Problem to solve - Set down every line of the data, unchanged and complete.

Provided material -
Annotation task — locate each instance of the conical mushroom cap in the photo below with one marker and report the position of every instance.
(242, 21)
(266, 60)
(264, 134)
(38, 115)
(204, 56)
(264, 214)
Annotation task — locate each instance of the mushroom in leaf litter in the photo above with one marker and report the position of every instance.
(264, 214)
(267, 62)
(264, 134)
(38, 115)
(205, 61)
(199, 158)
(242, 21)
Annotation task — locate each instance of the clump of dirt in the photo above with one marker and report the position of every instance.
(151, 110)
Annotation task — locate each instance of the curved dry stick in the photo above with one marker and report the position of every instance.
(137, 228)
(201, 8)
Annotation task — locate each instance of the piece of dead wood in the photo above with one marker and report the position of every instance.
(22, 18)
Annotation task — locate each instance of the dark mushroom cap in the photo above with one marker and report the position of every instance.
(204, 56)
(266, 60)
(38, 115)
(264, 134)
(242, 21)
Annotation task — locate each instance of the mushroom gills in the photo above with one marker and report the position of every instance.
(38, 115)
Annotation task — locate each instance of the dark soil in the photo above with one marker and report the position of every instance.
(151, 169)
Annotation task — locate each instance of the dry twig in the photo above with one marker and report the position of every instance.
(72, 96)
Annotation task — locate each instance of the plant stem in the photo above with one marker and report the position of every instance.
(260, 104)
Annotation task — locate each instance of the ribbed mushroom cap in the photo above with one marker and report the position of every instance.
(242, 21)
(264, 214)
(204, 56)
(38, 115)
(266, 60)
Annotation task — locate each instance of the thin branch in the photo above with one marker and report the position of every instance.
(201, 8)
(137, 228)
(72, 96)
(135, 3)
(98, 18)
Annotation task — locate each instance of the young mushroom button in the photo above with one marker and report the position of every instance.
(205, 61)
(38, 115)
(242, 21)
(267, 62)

Solution below -
Annotation task — locate each instance of the conical mushroom cap in the photo below with one marker and report the position of every instance.
(242, 21)
(266, 60)
(264, 134)
(38, 115)
(204, 56)
(264, 214)
Annotation task — locate each instance of the mushroom in leaf litter in the photo above with one marker and report the position of every instance.
(264, 214)
(267, 62)
(264, 134)
(38, 115)
(205, 61)
(199, 158)
(242, 21)
Annotation task — locate each instance of the clump of dirt in the photo above with one marker and report the position of every instance.
(151, 110)
Annotation task — locate each instance of the curved dry stick in the photo above with one marker and report the position of every instance.
(137, 228)
(201, 8)
Annotation task — locate each instance of the piece of dead wood in the photo above with one marker and report the position of every instance.
(22, 18)
Annotation task — locate each instance of the dark mushroom cap in the photo above with one marker and report the position of every instance.
(204, 56)
(266, 60)
(38, 115)
(264, 134)
(242, 21)
Annotation task — locate each instance of the mushroom gills in the photo above with one marker and report the position of every instance.
(38, 115)
Annotation task — locate each instance of the dark soil in the photo above with one marker and report the position of every instance.
(151, 169)
Annotation task — locate each instance of the dry twig in the photo above with one marker and report the position of every instance.
(72, 96)
Annotation task — locate each instance of the plant stem in the photo above with one marker and report the position of every instance.
(260, 104)
Annotation task — locate each instance of the ribbed mushroom cap in the photo above with one marker and report the position of every instance.
(242, 21)
(264, 214)
(204, 56)
(38, 115)
(266, 60)
Annotation task — locate each instance of the thin branch in the photo above with one marker and report the position of every instance.
(201, 8)
(137, 228)
(72, 96)
(135, 3)
(98, 18)
Annotation task — locate each instance of the young mushroom button in the photo above with one marker and report the position of every instance.
(205, 61)
(38, 115)
(242, 21)
(267, 62)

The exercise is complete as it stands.